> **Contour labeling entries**
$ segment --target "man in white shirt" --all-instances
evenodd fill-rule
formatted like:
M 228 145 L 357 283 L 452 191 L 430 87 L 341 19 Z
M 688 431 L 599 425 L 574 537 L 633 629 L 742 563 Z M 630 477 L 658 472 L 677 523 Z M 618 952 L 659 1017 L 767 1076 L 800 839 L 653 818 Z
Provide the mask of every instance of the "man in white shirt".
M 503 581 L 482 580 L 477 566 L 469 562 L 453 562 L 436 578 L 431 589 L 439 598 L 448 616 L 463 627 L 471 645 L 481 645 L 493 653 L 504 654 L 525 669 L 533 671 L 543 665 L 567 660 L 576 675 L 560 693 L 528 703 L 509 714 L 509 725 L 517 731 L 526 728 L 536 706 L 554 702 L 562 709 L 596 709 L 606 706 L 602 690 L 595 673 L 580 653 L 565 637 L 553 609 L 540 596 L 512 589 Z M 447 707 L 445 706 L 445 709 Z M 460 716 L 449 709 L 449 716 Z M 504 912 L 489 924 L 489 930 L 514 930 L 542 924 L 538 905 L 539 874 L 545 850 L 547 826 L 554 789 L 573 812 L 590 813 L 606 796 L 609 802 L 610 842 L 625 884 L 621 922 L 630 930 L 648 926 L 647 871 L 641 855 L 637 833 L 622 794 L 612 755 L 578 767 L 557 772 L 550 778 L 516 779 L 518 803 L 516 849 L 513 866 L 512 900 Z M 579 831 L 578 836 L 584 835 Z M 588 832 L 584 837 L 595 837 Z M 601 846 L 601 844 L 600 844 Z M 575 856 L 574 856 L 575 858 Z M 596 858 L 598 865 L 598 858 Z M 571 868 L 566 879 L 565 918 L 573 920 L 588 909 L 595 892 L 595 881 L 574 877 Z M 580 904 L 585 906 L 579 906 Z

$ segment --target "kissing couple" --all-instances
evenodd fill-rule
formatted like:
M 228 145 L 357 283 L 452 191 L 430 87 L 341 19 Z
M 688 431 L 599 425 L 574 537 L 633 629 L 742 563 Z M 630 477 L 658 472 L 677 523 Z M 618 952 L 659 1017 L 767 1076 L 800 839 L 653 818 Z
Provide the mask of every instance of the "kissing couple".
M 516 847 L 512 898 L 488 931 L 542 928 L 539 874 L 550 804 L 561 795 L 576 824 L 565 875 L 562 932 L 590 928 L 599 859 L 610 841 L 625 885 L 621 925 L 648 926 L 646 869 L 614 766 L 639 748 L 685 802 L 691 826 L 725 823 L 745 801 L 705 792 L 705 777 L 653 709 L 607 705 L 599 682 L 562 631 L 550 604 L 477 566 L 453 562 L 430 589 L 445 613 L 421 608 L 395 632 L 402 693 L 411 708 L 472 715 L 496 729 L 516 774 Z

> **Exercise brief**
How many lines in the items contain the string "segment"? Reply with the number alone.

> **Solved problem**
2